→ **DATA IN THIS EXERCISE**:
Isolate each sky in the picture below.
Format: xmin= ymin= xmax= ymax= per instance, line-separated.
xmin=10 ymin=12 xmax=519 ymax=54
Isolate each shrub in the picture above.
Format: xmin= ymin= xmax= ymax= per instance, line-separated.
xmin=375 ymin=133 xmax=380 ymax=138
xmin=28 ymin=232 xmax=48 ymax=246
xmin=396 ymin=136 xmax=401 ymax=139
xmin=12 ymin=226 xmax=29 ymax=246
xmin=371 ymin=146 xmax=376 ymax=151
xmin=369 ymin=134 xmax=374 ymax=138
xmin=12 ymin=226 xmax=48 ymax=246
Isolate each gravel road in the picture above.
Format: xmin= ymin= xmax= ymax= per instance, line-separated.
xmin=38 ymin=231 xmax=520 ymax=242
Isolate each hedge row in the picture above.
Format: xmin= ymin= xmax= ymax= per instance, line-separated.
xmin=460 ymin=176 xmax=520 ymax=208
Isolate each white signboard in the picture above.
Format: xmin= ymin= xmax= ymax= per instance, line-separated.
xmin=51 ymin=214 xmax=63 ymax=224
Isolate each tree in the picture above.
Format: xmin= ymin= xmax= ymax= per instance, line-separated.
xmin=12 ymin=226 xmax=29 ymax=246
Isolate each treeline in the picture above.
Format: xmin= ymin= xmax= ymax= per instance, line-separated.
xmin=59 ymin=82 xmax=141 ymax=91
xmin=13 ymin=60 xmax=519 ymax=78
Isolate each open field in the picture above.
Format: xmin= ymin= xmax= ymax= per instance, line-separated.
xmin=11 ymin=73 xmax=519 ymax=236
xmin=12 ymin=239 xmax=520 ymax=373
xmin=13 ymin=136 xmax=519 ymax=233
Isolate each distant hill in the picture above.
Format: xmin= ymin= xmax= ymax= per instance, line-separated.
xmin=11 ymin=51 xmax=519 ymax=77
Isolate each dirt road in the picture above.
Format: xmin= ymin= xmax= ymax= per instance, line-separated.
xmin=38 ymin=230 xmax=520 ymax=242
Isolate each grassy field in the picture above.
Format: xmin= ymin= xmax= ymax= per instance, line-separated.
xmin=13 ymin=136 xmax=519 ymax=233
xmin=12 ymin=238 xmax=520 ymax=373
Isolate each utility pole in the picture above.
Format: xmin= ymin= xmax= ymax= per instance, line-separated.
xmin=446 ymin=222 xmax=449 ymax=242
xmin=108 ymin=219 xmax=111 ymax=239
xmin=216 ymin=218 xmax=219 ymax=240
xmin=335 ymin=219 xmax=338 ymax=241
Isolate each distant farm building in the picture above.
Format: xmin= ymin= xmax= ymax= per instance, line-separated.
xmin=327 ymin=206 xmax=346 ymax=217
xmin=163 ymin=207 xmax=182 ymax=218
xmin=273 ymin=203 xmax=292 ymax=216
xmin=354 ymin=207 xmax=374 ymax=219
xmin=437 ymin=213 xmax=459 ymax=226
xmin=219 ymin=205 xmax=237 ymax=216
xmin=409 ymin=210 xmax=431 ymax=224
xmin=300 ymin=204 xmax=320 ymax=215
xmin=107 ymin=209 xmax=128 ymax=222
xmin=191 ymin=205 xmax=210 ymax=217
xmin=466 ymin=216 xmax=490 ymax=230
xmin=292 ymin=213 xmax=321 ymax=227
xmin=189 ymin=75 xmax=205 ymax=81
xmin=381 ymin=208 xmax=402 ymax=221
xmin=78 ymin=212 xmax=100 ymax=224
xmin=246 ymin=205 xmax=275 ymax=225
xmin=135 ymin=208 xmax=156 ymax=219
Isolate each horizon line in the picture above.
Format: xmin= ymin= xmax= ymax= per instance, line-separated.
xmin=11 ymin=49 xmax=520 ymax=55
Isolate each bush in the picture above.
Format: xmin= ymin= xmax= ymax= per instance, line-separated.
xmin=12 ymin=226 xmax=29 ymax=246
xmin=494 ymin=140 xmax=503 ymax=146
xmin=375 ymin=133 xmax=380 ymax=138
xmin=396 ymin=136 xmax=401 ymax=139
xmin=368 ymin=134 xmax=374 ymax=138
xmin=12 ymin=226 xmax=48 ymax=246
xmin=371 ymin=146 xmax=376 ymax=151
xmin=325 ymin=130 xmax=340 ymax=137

→ **EXERCISE DETAILS**: Each entry is to be returned in full, character for character.

→ **SOLVED EXERCISE**:
Isolate each sky in the picture below.
Format: xmin= ymin= xmax= ymax= per instance, line-separated.
xmin=10 ymin=12 xmax=519 ymax=54
Isolate each shrub in the picture above.
Format: xmin= ymin= xmax= ymax= per instance, line-separated.
xmin=375 ymin=133 xmax=380 ymax=138
xmin=28 ymin=232 xmax=48 ymax=246
xmin=396 ymin=136 xmax=401 ymax=139
xmin=12 ymin=226 xmax=29 ymax=246
xmin=371 ymin=146 xmax=376 ymax=151
xmin=369 ymin=134 xmax=374 ymax=138
xmin=12 ymin=226 xmax=48 ymax=246
Isolate each gravel road in the picture above.
Format: xmin= ymin= xmax= ymax= per instance, line-separated.
xmin=38 ymin=231 xmax=520 ymax=242
Isolate each hedge row in the picture above.
Format: xmin= ymin= xmax= ymax= per instance, line-separated.
xmin=460 ymin=176 xmax=520 ymax=208
Isolate each white signboard in the picture above.
Format: xmin= ymin= xmax= ymax= per instance, line-separated.
xmin=51 ymin=214 xmax=63 ymax=224
Isolate each tree in the picture above.
Format: xmin= ymin= xmax= ymax= per instance, line-separated.
xmin=12 ymin=226 xmax=29 ymax=246
Isolate each treeline in the picture above.
Format: xmin= ymin= xmax= ymax= per instance, line-separated.
xmin=59 ymin=82 xmax=141 ymax=91
xmin=13 ymin=60 xmax=519 ymax=78
Isolate each open field in the picture above.
Format: xmin= ymin= xmax= ymax= per instance, line-separated.
xmin=11 ymin=73 xmax=519 ymax=236
xmin=12 ymin=239 xmax=520 ymax=373
xmin=13 ymin=136 xmax=519 ymax=233
Isolate each distant hill in the picture above.
Format: xmin= ymin= xmax= ymax= per instance, line-separated.
xmin=11 ymin=51 xmax=519 ymax=77
Isolate each dirt road in the picture above.
Format: xmin= ymin= xmax= ymax= per instance, line-separated.
xmin=38 ymin=230 xmax=520 ymax=242
Isolate each grassy field in the picture above.
Format: xmin= ymin= xmax= ymax= per instance, line-separated.
xmin=13 ymin=136 xmax=519 ymax=233
xmin=12 ymin=238 xmax=520 ymax=373
Isolate each utility pole in the picture above.
Format: xmin= ymin= xmax= ymax= per instance, line-separated.
xmin=446 ymin=222 xmax=449 ymax=242
xmin=108 ymin=219 xmax=111 ymax=239
xmin=216 ymin=218 xmax=219 ymax=240
xmin=335 ymin=219 xmax=338 ymax=241
Isolate each distant farm building in the picture above.
Format: xmin= ymin= xmax= ymax= per instance, line-separated.
xmin=327 ymin=206 xmax=346 ymax=217
xmin=163 ymin=207 xmax=182 ymax=218
xmin=273 ymin=203 xmax=292 ymax=216
xmin=354 ymin=207 xmax=374 ymax=219
xmin=437 ymin=213 xmax=459 ymax=226
xmin=219 ymin=205 xmax=237 ymax=216
xmin=409 ymin=210 xmax=431 ymax=224
xmin=300 ymin=204 xmax=320 ymax=215
xmin=107 ymin=209 xmax=128 ymax=222
xmin=191 ymin=205 xmax=210 ymax=217
xmin=466 ymin=216 xmax=490 ymax=230
xmin=292 ymin=213 xmax=321 ymax=227
xmin=189 ymin=75 xmax=205 ymax=81
xmin=381 ymin=208 xmax=402 ymax=221
xmin=78 ymin=212 xmax=100 ymax=224
xmin=246 ymin=205 xmax=275 ymax=225
xmin=135 ymin=208 xmax=156 ymax=219
Isolate each horizon line in the picture above.
Format: xmin= ymin= xmax= ymax= per instance, line-separated.
xmin=11 ymin=49 xmax=520 ymax=55
Isolate each bush in the picture above.
Format: xmin= ymin= xmax= ymax= per instance, line-separated.
xmin=12 ymin=226 xmax=29 ymax=246
xmin=494 ymin=140 xmax=503 ymax=146
xmin=375 ymin=133 xmax=380 ymax=138
xmin=396 ymin=136 xmax=401 ymax=139
xmin=368 ymin=134 xmax=374 ymax=138
xmin=12 ymin=226 xmax=48 ymax=246
xmin=371 ymin=146 xmax=376 ymax=151
xmin=325 ymin=130 xmax=340 ymax=137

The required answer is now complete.